Given records →
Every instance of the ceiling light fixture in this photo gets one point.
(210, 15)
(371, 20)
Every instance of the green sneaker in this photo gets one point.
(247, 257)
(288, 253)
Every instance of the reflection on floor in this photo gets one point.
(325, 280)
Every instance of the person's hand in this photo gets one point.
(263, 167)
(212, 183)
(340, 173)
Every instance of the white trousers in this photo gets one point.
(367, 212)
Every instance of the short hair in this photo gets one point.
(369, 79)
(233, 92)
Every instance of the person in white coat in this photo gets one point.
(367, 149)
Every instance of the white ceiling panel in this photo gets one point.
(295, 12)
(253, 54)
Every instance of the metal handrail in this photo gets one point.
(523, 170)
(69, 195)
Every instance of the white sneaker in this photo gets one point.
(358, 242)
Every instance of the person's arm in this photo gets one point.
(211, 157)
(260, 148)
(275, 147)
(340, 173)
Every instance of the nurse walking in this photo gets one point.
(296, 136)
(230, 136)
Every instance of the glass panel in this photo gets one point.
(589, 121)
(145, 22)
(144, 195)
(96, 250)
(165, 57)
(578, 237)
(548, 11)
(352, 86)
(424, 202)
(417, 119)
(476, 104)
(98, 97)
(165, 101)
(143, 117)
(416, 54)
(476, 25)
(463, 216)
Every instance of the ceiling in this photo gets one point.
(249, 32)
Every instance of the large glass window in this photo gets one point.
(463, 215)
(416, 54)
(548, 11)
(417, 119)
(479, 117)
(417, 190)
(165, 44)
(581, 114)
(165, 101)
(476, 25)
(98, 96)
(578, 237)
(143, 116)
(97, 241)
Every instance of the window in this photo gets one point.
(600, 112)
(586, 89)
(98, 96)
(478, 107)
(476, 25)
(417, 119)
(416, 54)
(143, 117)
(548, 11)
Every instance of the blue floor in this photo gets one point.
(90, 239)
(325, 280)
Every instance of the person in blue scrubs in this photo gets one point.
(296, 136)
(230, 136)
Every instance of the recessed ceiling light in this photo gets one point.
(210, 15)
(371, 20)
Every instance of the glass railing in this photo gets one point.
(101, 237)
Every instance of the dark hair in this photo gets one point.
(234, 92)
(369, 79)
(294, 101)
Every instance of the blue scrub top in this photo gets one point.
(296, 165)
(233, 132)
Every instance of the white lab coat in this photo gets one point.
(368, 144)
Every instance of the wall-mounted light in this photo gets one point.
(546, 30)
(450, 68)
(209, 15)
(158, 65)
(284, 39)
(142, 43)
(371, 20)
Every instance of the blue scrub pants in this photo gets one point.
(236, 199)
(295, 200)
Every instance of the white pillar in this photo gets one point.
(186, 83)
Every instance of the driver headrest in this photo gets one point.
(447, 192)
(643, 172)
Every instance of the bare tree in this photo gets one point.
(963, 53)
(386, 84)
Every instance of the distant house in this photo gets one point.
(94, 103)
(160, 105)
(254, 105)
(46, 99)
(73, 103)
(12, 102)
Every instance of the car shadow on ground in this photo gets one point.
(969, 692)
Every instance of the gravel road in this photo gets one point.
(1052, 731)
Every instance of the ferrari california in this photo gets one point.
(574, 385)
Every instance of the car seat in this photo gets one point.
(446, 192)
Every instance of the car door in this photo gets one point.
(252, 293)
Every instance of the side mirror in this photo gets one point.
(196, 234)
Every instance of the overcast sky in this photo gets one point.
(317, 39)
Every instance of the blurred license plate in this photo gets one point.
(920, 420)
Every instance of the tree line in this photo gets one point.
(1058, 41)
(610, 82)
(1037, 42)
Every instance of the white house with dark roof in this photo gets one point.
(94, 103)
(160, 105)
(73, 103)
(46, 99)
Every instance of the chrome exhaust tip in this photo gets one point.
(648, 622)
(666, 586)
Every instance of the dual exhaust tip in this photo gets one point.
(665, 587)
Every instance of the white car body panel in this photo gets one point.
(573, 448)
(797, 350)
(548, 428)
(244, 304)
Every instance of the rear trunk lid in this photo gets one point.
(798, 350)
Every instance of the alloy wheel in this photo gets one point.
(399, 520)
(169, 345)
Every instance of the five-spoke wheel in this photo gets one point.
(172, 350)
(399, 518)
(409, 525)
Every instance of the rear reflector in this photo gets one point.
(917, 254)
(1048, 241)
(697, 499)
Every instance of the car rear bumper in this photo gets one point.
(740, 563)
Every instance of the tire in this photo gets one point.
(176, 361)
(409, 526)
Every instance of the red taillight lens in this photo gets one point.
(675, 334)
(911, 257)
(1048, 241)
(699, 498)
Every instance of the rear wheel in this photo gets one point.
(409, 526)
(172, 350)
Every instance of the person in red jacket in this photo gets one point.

Stated task → Please restate the data word for word, every record included.

Answer to this exercise →
Every instance of the ceiling light fixture in this photo gets one point.
(210, 15)
(371, 20)
Every instance of the green sneaker in this photo gets one point.
(247, 257)
(288, 253)
Every instance of the reflection on floor in this photo gets one point.
(325, 280)
Every instance of the person's hand in this photo gets one point.
(263, 167)
(212, 183)
(340, 173)
Every instance of the white trousers in this photo gets one point.
(367, 212)
Every instance of the short hair in this photo gets one point.
(369, 79)
(233, 92)
Every instance of the person in white coat in this photo gets one point.
(367, 149)
Every instance of the white ceiling panel in this photo gets one point.
(295, 12)
(253, 54)
Every instance of the metal handrail in this photo gets one point.
(523, 170)
(69, 195)
Every instance of the white sneaker in this photo gets one point.
(358, 242)
Every instance of the person's arm in this photo gets one point.
(211, 157)
(260, 148)
(275, 147)
(340, 173)
Every instance of the nurse walking in this photo gets one point.
(296, 136)
(230, 136)
Every instance of the glass panel in this photo gets one point.
(589, 121)
(145, 22)
(144, 195)
(96, 250)
(165, 57)
(578, 237)
(548, 11)
(352, 86)
(424, 202)
(417, 119)
(476, 104)
(98, 97)
(165, 101)
(143, 117)
(416, 54)
(476, 25)
(463, 216)
Every instance of the ceiling in this photo gets one point.
(249, 32)
Every instance of the large glass window in this photo gets one point.
(463, 215)
(416, 54)
(548, 11)
(417, 119)
(479, 117)
(417, 190)
(165, 44)
(581, 114)
(165, 101)
(476, 25)
(98, 96)
(578, 237)
(143, 116)
(97, 241)
Every instance of the window in this photo gets one point.
(600, 112)
(586, 89)
(98, 96)
(478, 107)
(476, 25)
(417, 119)
(416, 54)
(143, 117)
(548, 11)
Every instance of the blue floor in this photo gets one point.
(90, 239)
(325, 280)
Every instance of the person in blue scrubs in this photo gets one point.
(296, 136)
(230, 136)
Every instance of the recessed ceiling light in this photo gets one point.
(210, 15)
(371, 20)
Every instance of the glass railing in this photo gets one point.
(101, 237)
Every instance of the dark hair in this photo gets one point.
(234, 92)
(369, 79)
(294, 101)
Every instance of the blue scrub top in this photo gets one point.
(296, 165)
(233, 132)
Every instance of the white lab coat in this photo gets one point.
(368, 144)
Every instance of the wall-mounted light in this photo gets one point.
(546, 30)
(450, 68)
(209, 15)
(158, 65)
(284, 39)
(142, 43)
(371, 20)
Every instance of the blue scrub pants in this photo gets one point.
(236, 199)
(295, 200)
Every instance of the white pillar in this photo gets one point.
(186, 83)
Every instance of the driver headrest in this photo gets one point.
(447, 192)
(643, 172)
Every instance of the bare tree in this photo gets one point.
(963, 53)
(386, 84)
Every instance of the distant house in this photo gets one point.
(94, 103)
(160, 105)
(254, 105)
(46, 99)
(73, 103)
(12, 102)
Every instance of the car shadow on ground in this photo gets one point.
(969, 692)
Every instance of the gravel road in this photo gets one point.
(1052, 731)
Every instance of the ferrari california in this photo gets one point.
(574, 385)
Every instance of the car seat in this photo gets one point.
(446, 192)
Every instance of the car door in this photo gets one point.
(252, 293)
Every instance of the side mirror in this photo gets one point.
(196, 234)
Every instance of the overcast sky in this photo gets one point.
(317, 39)
Every instance of the blurred license plate in this photo gets one point.
(920, 420)
Every instance of the tree line in this photo gets one point.
(1058, 41)
(610, 82)
(1037, 42)
Every instance of the white house with dark roof in this photo gets one point.
(94, 103)
(160, 105)
(73, 103)
(46, 99)
Every instance of the chrome exhaust tip in this photo gets one point.
(648, 622)
(666, 586)
Every instance of the dual exhaust tip in this photo gets one point.
(665, 587)
Every instance of the white car body panel in this photo gets one point.
(573, 448)
(797, 350)
(548, 428)
(244, 304)
Every instance of the rear trunk lid in this photo gets one point.
(798, 350)
Every instance of the alloy wheel in this photo gets one point.
(399, 520)
(169, 345)
Every instance of the five-spoke wheel in this photo gets one point.
(172, 350)
(399, 518)
(409, 525)
Every instance of the rear reflector in this photo gets one point.
(917, 254)
(1048, 241)
(697, 499)
Every instance of the car rear bumper in this photo gets one point.
(740, 563)
Every instance of the tire in this photo gets one point.
(176, 361)
(409, 526)
Every instance of the red taillight lens in this photo gets one point.
(675, 334)
(911, 257)
(1048, 241)
(699, 498)
Every instance of the rear wheel in this photo gets one point.
(409, 526)
(172, 350)
Every instance of the person in red jacket in this photo gets one point.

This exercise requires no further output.